Page text:
* * * * * * *

When people say a slither of cake, do they not remember that snakes slither? ‘Slither slide; sliver small piece,’ says the Guardian style guide. ‘Writers often get this wrong.’ True. The Guardian’s sport pages recently wondered what could give ‘Man United the faintest slither of hope’. All the papers do it. I got Veronica to make one of those word-searches of a newspaper database and, of the eight occurrences of slither in British nationals in a month, only four were of the serpentine kind. Half were the erroneous spelling of sliver.

To complicate matters, there is a popular way of speaking at the moment that makes no distinction between th and v. Akala, the well-known rapper, aged 37, was reading his Natives as Radio 4 ‘book of the week’ recently and spoke of his fava. He made little of the letter r either. Yet he was brought up by a Scottish single mother, or muvva, and Scotland is a hotbed of rolled rs and differentiated ths. I suppose things in Kentish Town seemed bad enough without speaking in a Scots accent.

Akala, though, could distinguish the word invented by Lewis Carroll, slithy, even if he pronounced it slivy. Carroll wrote the first stanza of ‘Jabberwocky’ at his father’s Yorkshire rectory in 1855 when he was 23, as ‘A Stanza of Anglo-Saxon Poetry’, for his home-made magazine Mischmasch. There he used the spelling slythy, but the meaning he gave it, ‘smooth and active’, as a compound of slimy and lithe, is the same as in Humpty Dumpty’s explanation in Through the Looking-Glass (1871).

Sliver and slither do come from Anglo-Saxon, like most common English words. Sliver is from a verb that produced slive, ‘cleave, split’, which survives in dialect speech.

* * * * * * *

[Data listing]
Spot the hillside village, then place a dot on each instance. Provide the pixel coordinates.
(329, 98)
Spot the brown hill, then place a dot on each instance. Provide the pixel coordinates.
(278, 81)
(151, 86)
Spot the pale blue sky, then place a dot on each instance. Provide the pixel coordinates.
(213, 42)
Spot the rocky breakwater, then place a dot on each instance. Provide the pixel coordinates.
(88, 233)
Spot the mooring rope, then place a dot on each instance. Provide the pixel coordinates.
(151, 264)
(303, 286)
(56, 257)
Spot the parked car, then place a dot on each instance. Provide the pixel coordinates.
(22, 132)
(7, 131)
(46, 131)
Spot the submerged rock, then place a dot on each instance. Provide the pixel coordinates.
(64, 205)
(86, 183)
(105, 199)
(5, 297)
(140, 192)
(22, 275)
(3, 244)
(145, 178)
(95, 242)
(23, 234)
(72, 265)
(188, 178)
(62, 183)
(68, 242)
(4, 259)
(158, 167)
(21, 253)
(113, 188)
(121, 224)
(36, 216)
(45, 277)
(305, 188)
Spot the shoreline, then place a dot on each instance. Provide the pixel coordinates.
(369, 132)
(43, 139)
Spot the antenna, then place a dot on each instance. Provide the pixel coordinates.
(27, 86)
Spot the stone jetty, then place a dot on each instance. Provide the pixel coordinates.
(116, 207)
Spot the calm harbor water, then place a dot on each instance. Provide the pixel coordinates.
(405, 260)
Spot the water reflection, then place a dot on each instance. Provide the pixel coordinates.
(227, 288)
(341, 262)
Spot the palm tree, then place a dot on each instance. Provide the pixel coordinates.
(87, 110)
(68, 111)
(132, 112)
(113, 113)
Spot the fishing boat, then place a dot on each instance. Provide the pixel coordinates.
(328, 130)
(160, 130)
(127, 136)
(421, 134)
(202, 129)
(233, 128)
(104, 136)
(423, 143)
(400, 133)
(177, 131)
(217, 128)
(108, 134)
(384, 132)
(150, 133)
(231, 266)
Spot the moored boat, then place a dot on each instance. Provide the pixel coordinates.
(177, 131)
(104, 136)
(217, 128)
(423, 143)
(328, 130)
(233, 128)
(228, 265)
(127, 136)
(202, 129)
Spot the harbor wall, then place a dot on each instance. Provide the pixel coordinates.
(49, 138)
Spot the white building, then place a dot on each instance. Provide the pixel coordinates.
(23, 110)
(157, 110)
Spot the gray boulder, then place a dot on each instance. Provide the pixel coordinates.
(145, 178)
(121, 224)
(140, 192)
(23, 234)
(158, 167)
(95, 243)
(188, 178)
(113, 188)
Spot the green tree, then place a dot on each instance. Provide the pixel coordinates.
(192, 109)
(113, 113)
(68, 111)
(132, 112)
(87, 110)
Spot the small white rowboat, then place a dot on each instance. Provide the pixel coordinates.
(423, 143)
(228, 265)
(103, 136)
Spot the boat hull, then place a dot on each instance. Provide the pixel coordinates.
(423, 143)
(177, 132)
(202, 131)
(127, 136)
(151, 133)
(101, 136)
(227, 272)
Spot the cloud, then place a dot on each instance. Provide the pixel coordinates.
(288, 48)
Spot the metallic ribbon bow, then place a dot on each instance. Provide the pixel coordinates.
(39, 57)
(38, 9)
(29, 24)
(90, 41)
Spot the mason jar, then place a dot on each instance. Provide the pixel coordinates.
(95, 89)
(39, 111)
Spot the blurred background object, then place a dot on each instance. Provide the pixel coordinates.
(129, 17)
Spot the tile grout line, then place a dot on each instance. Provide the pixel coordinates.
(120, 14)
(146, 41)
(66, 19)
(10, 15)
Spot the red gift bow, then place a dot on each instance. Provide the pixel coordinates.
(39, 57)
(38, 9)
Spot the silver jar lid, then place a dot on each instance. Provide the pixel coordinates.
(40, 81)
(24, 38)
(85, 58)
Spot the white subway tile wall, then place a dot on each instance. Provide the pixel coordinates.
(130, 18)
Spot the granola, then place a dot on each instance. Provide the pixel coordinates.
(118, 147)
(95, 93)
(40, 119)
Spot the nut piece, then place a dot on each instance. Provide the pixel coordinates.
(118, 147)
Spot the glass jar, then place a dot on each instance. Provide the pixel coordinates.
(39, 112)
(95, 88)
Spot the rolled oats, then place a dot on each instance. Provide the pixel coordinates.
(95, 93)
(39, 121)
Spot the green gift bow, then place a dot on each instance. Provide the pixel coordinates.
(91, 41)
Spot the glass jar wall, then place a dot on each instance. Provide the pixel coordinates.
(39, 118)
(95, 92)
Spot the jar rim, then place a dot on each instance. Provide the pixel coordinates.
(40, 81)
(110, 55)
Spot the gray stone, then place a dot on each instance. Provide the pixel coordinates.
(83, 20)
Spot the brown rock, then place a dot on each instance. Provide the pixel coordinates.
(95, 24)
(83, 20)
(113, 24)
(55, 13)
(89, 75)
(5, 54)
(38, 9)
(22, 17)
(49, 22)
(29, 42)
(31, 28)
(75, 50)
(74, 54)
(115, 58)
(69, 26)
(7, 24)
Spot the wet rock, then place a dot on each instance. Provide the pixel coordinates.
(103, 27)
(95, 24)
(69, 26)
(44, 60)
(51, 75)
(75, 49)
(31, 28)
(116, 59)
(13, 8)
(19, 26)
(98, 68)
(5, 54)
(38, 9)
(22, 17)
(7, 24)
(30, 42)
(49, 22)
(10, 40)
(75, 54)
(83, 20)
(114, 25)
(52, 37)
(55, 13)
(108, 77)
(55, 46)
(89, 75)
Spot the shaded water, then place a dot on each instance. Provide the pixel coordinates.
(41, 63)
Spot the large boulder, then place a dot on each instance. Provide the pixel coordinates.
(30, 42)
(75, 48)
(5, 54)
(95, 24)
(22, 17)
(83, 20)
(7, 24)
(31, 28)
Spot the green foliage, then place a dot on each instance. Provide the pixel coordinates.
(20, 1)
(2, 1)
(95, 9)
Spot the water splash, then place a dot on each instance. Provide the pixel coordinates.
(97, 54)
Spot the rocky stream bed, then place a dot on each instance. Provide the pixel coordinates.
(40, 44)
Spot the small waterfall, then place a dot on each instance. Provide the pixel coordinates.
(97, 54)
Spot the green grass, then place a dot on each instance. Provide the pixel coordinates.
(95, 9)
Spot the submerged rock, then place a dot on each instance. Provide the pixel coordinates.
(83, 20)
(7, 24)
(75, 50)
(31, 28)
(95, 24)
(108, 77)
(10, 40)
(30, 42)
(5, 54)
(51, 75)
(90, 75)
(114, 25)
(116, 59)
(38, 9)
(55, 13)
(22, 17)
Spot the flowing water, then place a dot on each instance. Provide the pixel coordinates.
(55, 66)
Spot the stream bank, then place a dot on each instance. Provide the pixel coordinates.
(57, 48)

* * * * * * *

Exercise task: In the piece on slither and sliver, what meaning did Lewis Carroll give to the word slythy?

Complete answer: Smooth and active, as a compound of slimy and lithe.